Material for the task START

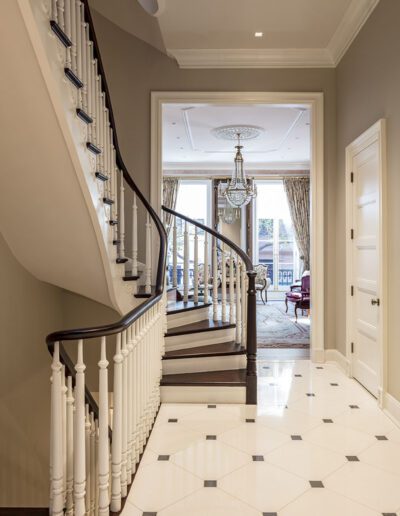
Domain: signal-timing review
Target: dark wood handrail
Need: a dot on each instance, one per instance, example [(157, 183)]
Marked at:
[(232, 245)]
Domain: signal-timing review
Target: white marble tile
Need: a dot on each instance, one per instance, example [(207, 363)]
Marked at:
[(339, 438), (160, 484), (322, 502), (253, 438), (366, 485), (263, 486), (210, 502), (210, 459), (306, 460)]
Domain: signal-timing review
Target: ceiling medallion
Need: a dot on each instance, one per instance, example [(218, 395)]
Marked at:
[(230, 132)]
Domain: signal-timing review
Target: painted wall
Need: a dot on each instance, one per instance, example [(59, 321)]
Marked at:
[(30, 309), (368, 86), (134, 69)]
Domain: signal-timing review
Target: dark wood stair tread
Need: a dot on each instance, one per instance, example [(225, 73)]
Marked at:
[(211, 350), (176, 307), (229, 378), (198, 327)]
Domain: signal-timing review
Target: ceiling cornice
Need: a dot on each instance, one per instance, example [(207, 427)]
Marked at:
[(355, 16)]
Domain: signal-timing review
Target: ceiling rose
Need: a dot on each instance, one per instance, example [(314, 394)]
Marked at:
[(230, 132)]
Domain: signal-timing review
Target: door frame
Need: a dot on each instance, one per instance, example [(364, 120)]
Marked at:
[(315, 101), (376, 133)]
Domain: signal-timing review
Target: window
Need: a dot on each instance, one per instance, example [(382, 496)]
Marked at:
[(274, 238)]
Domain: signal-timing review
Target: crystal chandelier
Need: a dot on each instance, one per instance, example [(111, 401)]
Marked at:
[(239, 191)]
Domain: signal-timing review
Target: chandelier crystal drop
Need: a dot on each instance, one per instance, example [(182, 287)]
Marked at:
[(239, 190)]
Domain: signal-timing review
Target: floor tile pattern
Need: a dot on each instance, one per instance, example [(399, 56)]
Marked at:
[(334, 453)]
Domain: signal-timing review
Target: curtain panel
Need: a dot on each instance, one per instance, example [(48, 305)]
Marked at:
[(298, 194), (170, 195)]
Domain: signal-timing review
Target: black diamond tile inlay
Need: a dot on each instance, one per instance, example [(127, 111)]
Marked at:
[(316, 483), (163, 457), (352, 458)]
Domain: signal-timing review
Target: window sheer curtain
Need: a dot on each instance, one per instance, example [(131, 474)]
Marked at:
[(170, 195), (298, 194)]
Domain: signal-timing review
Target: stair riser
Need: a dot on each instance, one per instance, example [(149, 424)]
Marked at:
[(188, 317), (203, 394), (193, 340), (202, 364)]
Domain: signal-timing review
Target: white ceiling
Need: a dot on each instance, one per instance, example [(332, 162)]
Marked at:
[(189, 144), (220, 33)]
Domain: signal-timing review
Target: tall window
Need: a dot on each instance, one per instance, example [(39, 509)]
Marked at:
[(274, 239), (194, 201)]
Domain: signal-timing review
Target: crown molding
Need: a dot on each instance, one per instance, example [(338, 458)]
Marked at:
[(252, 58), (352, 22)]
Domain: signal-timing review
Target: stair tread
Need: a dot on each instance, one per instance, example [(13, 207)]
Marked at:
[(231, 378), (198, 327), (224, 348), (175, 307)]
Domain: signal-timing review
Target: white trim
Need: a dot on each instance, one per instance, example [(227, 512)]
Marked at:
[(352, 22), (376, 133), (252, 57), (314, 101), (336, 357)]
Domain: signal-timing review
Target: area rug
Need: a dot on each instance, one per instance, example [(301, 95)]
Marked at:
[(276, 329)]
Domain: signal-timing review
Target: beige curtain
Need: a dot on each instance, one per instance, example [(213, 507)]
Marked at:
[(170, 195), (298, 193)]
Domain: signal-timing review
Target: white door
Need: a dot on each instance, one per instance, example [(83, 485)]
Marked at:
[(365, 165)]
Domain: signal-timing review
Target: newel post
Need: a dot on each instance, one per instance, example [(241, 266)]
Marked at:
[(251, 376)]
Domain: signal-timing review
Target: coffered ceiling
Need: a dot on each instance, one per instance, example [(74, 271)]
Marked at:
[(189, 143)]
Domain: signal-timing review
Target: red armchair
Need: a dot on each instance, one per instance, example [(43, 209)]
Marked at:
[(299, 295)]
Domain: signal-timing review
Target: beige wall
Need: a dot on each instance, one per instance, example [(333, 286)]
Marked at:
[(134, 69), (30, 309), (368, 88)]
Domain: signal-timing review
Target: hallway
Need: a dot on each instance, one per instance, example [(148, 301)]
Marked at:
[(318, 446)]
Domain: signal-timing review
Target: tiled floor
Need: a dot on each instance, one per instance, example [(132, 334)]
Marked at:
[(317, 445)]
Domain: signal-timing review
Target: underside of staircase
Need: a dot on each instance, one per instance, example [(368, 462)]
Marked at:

Material for the task END
Material for the task START

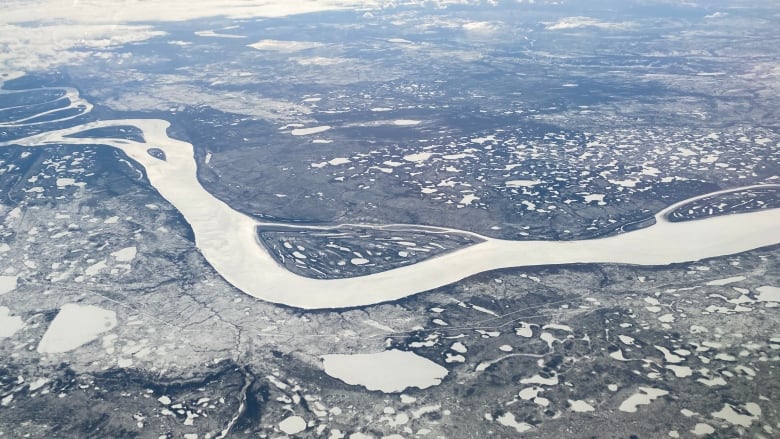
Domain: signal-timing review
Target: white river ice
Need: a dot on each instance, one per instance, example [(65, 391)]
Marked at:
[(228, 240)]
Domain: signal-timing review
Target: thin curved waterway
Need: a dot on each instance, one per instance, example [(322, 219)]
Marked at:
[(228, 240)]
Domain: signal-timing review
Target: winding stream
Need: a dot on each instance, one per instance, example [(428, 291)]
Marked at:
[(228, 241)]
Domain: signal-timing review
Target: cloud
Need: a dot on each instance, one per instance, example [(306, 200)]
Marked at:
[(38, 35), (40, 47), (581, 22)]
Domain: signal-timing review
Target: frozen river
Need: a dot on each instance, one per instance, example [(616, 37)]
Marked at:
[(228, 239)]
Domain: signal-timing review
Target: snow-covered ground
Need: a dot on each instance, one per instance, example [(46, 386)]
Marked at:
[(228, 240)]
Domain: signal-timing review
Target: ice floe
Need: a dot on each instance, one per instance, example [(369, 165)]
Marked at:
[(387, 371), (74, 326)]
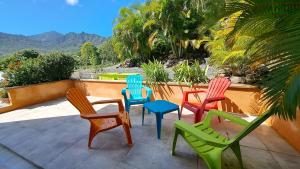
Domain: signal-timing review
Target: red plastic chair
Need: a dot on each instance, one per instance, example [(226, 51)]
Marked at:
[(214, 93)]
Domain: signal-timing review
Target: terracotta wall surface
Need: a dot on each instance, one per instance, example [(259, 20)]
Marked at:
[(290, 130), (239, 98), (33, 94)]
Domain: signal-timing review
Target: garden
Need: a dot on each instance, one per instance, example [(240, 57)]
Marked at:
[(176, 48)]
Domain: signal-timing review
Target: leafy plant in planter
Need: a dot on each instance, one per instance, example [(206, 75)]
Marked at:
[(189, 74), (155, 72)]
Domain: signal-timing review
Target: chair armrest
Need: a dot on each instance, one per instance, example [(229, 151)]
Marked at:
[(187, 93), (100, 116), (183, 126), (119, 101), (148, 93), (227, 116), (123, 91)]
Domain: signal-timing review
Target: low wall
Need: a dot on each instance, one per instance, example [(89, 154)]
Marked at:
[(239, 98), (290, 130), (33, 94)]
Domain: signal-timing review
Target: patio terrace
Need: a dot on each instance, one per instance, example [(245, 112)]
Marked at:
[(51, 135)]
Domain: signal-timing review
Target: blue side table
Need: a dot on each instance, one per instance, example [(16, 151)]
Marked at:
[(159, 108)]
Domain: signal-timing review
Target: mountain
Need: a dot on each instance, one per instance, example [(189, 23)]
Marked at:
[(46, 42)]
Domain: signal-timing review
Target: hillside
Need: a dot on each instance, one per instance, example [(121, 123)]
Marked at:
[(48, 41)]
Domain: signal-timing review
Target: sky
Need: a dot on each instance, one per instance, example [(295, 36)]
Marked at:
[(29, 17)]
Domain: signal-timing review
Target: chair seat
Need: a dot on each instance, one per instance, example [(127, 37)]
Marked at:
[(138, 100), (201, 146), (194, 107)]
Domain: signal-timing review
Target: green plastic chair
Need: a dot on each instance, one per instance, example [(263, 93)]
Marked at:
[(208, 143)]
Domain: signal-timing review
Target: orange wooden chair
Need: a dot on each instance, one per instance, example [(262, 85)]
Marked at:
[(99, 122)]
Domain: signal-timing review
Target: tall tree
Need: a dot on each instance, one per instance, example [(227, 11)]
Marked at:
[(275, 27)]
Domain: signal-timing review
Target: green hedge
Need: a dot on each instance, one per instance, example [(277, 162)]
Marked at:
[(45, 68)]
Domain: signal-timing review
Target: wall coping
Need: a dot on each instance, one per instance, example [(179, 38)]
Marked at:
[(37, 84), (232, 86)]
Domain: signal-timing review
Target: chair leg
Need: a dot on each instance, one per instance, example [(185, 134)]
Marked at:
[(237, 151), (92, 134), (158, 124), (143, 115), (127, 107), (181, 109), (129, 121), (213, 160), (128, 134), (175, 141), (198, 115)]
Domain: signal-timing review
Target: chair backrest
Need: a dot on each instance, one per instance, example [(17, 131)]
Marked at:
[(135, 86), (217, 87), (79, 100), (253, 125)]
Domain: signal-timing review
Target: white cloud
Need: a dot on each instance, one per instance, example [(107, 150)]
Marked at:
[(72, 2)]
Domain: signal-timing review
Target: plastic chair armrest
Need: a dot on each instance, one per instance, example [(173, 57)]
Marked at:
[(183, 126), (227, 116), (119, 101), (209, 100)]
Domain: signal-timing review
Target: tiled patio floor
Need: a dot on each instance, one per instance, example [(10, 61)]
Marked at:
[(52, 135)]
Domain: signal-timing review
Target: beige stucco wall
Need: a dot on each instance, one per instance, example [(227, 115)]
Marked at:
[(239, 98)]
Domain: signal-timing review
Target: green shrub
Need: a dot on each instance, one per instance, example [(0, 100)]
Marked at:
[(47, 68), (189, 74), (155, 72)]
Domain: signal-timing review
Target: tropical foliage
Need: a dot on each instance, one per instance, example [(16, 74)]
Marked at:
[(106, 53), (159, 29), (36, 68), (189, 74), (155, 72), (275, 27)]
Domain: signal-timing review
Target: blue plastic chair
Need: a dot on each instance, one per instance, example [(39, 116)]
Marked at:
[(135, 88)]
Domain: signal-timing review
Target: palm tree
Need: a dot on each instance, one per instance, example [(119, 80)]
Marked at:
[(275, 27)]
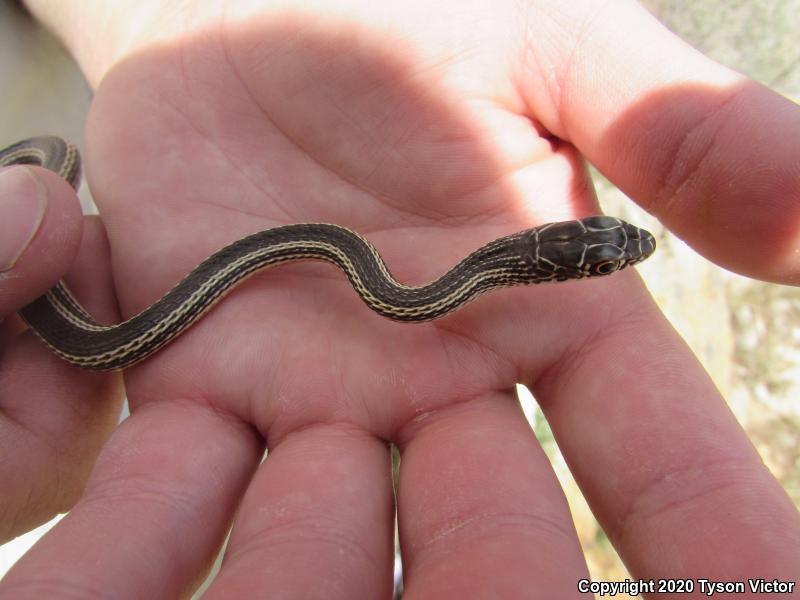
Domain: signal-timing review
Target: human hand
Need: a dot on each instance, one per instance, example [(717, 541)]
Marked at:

Material for the task END

=== What you should do ===
Look over the listing and say how many lines hold the string "tread". Nothing but the number is needed.

=== Problem solution ===
2